### Task statement
Return the listing below exactly, with the pictures dropped.

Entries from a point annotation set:
○ ○ ○ ○ ○
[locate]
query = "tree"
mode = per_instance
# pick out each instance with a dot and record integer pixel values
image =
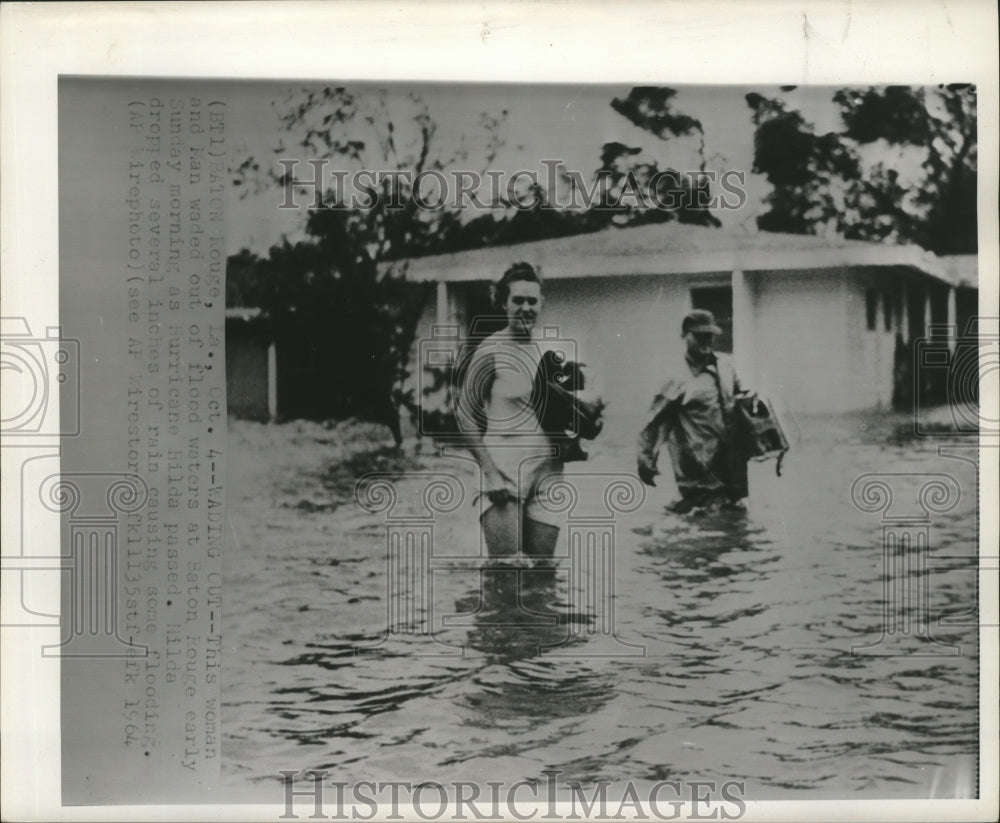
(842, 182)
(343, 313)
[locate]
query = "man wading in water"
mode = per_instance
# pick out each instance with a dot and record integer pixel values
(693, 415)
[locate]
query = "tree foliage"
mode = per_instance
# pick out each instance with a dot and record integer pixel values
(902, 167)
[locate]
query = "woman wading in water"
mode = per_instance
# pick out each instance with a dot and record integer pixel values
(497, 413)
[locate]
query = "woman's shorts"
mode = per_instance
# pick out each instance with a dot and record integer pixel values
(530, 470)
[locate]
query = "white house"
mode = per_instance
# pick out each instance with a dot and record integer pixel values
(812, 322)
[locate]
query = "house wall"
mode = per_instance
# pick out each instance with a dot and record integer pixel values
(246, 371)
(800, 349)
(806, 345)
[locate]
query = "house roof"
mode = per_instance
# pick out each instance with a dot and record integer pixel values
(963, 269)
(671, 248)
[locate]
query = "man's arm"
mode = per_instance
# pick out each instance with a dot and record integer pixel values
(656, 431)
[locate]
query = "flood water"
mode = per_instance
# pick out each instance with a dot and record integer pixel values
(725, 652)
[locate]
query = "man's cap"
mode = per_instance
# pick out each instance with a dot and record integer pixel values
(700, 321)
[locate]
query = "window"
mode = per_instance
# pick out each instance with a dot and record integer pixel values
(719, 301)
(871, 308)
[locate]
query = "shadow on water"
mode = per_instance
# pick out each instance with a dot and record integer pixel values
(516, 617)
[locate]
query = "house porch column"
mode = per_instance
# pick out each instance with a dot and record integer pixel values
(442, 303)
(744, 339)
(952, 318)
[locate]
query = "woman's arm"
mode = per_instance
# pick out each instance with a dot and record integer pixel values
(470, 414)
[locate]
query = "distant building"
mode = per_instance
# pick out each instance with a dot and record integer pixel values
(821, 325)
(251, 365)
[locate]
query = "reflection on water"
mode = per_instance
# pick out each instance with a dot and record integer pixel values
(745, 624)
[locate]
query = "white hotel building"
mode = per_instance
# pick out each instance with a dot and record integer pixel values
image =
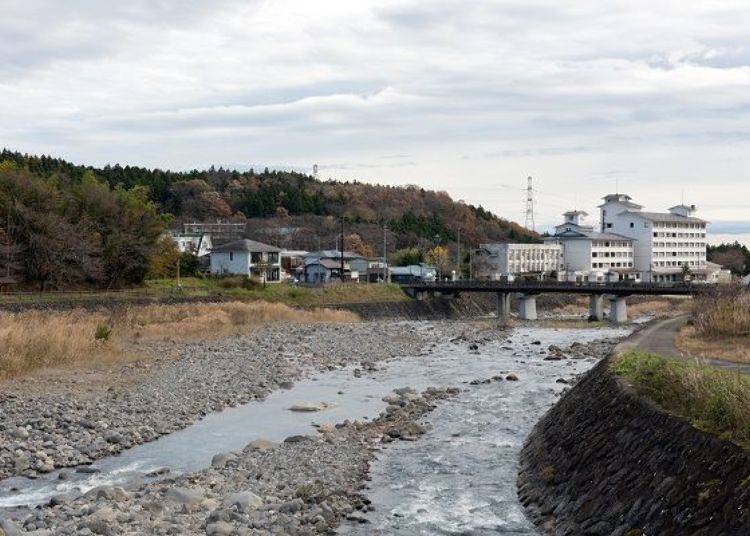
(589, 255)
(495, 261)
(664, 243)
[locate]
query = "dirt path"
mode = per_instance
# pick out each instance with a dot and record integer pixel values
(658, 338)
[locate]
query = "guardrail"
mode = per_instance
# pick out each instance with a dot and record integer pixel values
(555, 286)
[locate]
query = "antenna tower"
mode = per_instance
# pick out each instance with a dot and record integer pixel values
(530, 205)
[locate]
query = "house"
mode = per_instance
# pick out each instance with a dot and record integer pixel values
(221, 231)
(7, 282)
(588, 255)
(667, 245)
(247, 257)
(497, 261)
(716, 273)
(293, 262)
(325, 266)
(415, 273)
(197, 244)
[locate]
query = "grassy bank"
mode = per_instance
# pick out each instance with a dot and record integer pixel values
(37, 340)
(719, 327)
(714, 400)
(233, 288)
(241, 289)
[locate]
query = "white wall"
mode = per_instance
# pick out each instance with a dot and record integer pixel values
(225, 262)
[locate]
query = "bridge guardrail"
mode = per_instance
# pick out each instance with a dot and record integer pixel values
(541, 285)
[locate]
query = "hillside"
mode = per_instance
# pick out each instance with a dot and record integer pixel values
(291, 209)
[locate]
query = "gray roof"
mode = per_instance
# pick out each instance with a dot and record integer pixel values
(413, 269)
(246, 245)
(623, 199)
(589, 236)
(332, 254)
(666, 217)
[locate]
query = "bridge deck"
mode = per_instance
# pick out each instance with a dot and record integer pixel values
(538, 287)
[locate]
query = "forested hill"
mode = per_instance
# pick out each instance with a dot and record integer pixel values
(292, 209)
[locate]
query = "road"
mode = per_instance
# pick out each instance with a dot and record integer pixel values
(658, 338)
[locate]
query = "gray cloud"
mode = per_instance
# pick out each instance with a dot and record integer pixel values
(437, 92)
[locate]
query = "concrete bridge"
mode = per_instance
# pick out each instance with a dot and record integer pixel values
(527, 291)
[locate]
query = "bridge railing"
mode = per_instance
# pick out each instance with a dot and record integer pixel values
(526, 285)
○ ○ ○ ○ ○
### Response to this exercise
[locate]
query = "tree"
mode = per_instance
# pick out each instance with a dot and record integer pixel values
image =
(842, 182)
(343, 313)
[locate]
query = "man wading in water"
mode = per_instance
# pick out each instance with a dot and record integer pixel values
(693, 415)
[locate]
query = "tree foliage"
mode = per_instance
# pick out each instance with a dot and record integer pixel values
(902, 167)
[locate]
query = "woman wading in water"
mode = per_instance
# pick out each instance with a dot and record integer pixel values
(497, 413)
[locate]
query = "woman's shorts"
mode = per_instance
# pick out each instance with a dot and record integer pixel values
(530, 470)
[locate]
query = "white house"
mode = per_instance
# pick out each instance with a dot and record integer pixel values
(812, 322)
[locate]
query = "house wall"
mode = per_instance
# pick out each instance with a dot and record integer pixel values
(246, 371)
(800, 349)
(806, 345)
[locate]
query = "house roof"
mode = per_instance
# pick out each instance with a dot and record integer pixel values
(963, 269)
(671, 248)
[locate]
query = "man's arm"
mode = per_instance
# pick out each instance with a dot and record integer pixel values
(656, 431)
[locate]
query = "flood water"
mode = per_instance
# pick out each instance with a dot and record integer pixel values
(725, 652)
[locate]
query = "man's cap"
mode = per_instance
# pick out each instance with a dot and record integer pixel values
(700, 321)
[locate]
query = "window"
mode = per_instance
# pick out each instance with a dot and record integer pixel values
(719, 301)
(871, 308)
[locate]
query = "shadow on water"
mode = per_instance
# pick out each instance with a dot and record integer pixel values
(516, 617)
[locate]
query = "house porch column"
mode = per_instance
# pick out each instance with a dot and record integer pixel values
(442, 303)
(744, 339)
(952, 318)
[locate]
query = "woman's arm"
mode = per_instance
# pick out each instance with a dot and record integer pixel values
(470, 414)
[locate]
query = "distant building"
mode = per_instance
# pick out each instance with a dot and record integer pixel values
(821, 325)
(251, 365)
[locate]
query = "reflection on water"
mode = per_instance
# pick out each instance with a dot and record integer pixel values
(745, 624)
[locate]
query = "white hotel building"
mode = per_instance
# pick out each instance with a dot and record integer pixel values
image =
(589, 255)
(495, 261)
(664, 243)
[locate]
query = "dirt path"
mode = per_instance
# pick out each instance with a dot and record integer pixel values
(658, 338)
[locate]
query = "guardrail"
mode = per_instance
# pick out each instance with a dot and record integer pixel values
(555, 286)
[locate]
query = "antenna tower"
mode = per_instance
# pick out each instance with a dot and record integer pixel values
(530, 205)
[locate]
query = "house"
mode = per_instance
# pick out each instance with a dot and record integer pixel values
(221, 231)
(7, 282)
(588, 255)
(667, 245)
(247, 257)
(497, 261)
(716, 273)
(293, 262)
(325, 266)
(415, 273)
(197, 244)
[locate]
query = "grassy bank"
mode = per_instance
# pick out each instance with a dot and record integer pixel values
(37, 340)
(719, 327)
(714, 400)
(233, 288)
(241, 289)
[locate]
query = "white wall"
mode = per_instance
# pick out each instance with a dot and record integer pixel values
(225, 262)
[locate]
query = "bridge guardrail"
mode = per_instance
# pick out each instance with a dot and record integer pixel values
(541, 285)
[locate]
query = "hillside"
mode = per_instance
# pick out each instance with a dot and record integer pixel values
(291, 209)
[locate]
query = "gray roof"
mode = per_instance
# pick out each instance with a dot and record integer pixel values
(413, 269)
(246, 245)
(623, 199)
(589, 236)
(332, 254)
(666, 217)
[locate]
query = "bridge deck"
mode = per_instance
# pick out each instance with a dot and record integer pixel values
(538, 287)
[locate]
query = "forested hill"
mode = per_instance
# pick out each instance with a dot and record integer pixel values
(292, 209)
[locate]
query = "road"
mode = per_instance
# pick out each instance with a dot and record integer pixel values
(658, 338)
[locate]
query = "gray cloud"
mode = per_instance
# pick out each instance with a dot and record integer pixel values
(437, 92)
[locate]
query = "concrete bridge"
mode = per_instance
# pick out each instance with a dot and record integer pixel values
(527, 291)
[locate]
query = "bridge railing"
mode = per_instance
# pick out each instance with a dot and record integer pixel values
(526, 285)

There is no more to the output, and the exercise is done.